SHORT EXERCISE ▸
Gather every line of the data below that contains the word "face" and copy each one in full.

MATERIAL FOR THIS EXERCISE ▸
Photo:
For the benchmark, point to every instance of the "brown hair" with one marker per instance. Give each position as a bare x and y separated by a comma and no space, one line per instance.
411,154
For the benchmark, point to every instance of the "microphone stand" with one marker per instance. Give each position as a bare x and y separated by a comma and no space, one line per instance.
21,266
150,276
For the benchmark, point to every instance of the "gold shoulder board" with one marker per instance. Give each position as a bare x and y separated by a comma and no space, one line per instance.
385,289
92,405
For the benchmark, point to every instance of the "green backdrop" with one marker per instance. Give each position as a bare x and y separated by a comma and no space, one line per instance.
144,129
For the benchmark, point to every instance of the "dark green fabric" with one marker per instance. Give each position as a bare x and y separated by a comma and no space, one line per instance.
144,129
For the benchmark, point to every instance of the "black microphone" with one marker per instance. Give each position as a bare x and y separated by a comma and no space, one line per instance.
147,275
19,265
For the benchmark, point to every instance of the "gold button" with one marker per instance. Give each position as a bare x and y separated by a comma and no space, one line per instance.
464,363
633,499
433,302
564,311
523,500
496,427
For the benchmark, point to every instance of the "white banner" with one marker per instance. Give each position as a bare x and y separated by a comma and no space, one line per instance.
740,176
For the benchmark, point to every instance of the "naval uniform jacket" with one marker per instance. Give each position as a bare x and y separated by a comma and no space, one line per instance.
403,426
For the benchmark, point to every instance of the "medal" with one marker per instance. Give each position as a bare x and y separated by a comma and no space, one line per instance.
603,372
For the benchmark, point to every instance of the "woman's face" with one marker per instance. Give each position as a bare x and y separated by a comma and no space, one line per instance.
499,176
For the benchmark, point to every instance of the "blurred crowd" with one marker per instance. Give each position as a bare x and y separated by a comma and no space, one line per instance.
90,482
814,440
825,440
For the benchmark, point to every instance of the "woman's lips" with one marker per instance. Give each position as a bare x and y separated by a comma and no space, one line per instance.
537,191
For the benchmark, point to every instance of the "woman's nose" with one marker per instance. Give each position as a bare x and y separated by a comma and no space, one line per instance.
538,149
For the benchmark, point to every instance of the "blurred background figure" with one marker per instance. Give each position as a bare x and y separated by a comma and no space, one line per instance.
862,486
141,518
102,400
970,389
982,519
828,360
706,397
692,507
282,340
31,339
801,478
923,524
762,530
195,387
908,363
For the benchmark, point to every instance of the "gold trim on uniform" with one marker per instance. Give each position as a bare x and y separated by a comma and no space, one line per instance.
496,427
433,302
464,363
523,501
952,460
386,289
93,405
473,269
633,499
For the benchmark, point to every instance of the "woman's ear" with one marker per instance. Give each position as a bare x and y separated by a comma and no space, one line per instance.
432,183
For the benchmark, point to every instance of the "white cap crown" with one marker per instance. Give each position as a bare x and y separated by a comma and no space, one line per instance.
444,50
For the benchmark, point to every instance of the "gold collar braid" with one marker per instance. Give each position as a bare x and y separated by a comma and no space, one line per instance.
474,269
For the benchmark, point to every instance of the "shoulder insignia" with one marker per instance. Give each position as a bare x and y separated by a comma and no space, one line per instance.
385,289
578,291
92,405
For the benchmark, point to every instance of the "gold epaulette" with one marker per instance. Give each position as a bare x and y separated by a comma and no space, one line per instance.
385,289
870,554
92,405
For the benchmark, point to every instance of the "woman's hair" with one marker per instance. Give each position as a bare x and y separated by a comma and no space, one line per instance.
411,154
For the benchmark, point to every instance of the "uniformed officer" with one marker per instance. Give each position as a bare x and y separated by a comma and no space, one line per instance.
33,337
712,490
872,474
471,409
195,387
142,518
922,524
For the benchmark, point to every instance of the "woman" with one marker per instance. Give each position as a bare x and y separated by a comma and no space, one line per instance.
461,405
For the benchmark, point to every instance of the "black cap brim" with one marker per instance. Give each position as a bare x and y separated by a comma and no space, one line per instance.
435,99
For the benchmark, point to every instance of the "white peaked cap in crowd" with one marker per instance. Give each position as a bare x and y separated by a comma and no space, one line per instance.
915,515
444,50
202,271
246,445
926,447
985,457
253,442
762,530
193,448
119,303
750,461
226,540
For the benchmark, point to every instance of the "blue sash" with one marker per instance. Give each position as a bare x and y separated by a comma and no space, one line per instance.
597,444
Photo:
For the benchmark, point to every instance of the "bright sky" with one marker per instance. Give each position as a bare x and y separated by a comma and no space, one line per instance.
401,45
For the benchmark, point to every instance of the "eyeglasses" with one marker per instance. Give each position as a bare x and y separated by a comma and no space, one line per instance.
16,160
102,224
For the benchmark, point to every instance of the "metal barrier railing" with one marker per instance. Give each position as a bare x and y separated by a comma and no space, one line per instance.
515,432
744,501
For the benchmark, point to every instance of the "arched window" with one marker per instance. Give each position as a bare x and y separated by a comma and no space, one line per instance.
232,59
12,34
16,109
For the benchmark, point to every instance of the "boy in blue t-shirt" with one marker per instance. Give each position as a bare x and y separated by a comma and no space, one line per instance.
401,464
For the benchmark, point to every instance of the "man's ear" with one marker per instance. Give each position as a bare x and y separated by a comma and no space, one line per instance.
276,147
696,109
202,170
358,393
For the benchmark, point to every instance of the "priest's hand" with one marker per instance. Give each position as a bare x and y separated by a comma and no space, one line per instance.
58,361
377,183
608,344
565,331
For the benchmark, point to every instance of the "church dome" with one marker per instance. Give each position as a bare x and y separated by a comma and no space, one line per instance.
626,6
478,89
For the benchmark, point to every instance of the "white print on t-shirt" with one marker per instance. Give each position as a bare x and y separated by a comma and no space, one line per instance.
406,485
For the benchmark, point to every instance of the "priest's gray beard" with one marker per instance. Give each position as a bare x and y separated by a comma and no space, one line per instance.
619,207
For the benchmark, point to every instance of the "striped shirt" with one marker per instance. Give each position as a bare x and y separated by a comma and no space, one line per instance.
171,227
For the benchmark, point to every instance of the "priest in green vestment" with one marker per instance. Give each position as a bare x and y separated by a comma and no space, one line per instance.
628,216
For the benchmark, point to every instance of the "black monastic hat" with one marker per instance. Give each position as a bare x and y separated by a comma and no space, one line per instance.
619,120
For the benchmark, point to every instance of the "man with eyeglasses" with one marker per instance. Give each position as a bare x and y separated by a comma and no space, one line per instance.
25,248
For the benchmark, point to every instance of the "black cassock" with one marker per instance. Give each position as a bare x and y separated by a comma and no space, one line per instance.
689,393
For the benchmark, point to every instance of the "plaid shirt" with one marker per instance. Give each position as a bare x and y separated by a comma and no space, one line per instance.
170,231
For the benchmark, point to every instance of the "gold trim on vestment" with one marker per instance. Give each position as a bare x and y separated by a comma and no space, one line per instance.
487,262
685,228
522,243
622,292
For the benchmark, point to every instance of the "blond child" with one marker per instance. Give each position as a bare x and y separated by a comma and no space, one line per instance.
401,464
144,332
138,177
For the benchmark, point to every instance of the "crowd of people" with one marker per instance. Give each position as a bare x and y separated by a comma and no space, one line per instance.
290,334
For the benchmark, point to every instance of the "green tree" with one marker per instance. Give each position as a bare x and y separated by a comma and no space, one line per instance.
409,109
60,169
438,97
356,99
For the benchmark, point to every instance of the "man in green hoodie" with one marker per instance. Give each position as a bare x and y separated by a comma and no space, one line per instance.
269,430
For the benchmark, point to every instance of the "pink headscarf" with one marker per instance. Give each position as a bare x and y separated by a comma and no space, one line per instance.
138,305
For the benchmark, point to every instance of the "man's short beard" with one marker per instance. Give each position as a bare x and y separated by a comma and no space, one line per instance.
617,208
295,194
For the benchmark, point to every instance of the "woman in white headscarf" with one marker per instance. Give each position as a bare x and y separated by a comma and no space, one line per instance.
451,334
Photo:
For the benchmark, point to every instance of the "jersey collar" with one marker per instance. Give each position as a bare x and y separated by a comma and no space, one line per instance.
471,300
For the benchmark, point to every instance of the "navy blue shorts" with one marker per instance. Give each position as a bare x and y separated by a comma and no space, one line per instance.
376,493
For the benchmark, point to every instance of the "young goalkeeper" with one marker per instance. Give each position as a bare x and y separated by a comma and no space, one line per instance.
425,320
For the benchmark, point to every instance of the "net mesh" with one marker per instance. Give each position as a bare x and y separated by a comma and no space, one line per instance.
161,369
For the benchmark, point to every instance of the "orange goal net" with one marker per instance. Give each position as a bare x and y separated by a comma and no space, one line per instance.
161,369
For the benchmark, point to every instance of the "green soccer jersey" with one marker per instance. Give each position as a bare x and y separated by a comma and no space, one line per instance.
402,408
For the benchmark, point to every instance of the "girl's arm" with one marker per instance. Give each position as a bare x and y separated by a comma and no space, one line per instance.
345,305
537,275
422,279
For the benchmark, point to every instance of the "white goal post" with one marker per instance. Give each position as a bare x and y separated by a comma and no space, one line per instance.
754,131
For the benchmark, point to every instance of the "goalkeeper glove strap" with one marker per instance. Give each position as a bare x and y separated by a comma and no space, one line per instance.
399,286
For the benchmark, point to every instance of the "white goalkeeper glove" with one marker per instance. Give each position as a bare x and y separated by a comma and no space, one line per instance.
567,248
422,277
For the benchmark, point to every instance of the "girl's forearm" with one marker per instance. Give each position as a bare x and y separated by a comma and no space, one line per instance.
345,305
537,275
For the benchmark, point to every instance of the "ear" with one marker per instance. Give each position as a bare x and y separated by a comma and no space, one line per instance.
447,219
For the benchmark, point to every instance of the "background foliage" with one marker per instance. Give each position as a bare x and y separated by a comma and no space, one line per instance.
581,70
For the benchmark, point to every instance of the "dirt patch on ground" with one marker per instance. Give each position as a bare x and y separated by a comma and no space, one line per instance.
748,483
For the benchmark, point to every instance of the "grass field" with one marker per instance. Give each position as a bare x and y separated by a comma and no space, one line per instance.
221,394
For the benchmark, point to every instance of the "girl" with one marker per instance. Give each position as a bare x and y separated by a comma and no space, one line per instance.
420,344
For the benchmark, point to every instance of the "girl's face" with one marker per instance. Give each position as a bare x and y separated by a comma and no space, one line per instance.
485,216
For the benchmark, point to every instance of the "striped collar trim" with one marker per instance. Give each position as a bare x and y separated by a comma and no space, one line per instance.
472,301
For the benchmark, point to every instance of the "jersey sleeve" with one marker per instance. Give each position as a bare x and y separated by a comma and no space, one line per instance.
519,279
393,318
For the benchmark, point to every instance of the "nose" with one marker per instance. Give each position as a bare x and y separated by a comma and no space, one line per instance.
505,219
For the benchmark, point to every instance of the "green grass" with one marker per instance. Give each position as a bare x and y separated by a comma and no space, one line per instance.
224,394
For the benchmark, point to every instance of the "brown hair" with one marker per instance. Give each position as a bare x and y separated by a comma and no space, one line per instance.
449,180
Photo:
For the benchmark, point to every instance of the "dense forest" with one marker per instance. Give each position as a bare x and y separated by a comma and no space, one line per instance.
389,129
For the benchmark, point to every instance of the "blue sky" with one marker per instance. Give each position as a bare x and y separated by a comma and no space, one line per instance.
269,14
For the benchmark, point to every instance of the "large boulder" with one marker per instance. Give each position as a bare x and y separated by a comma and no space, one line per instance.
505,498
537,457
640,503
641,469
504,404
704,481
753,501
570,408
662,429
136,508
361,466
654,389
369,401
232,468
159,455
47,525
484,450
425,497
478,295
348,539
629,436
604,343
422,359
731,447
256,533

SOLUTION ▸
For the benchmark, point to every instance of the "woman's face" with one marker per instance. Give each position as a bare x and y separated by a comma and no space, one line per instance.
For the benchmark, point to every instance of the "girl's face" with one marker per instance. Give each position as a bare x and y separated by a comma and no space, one line per instance.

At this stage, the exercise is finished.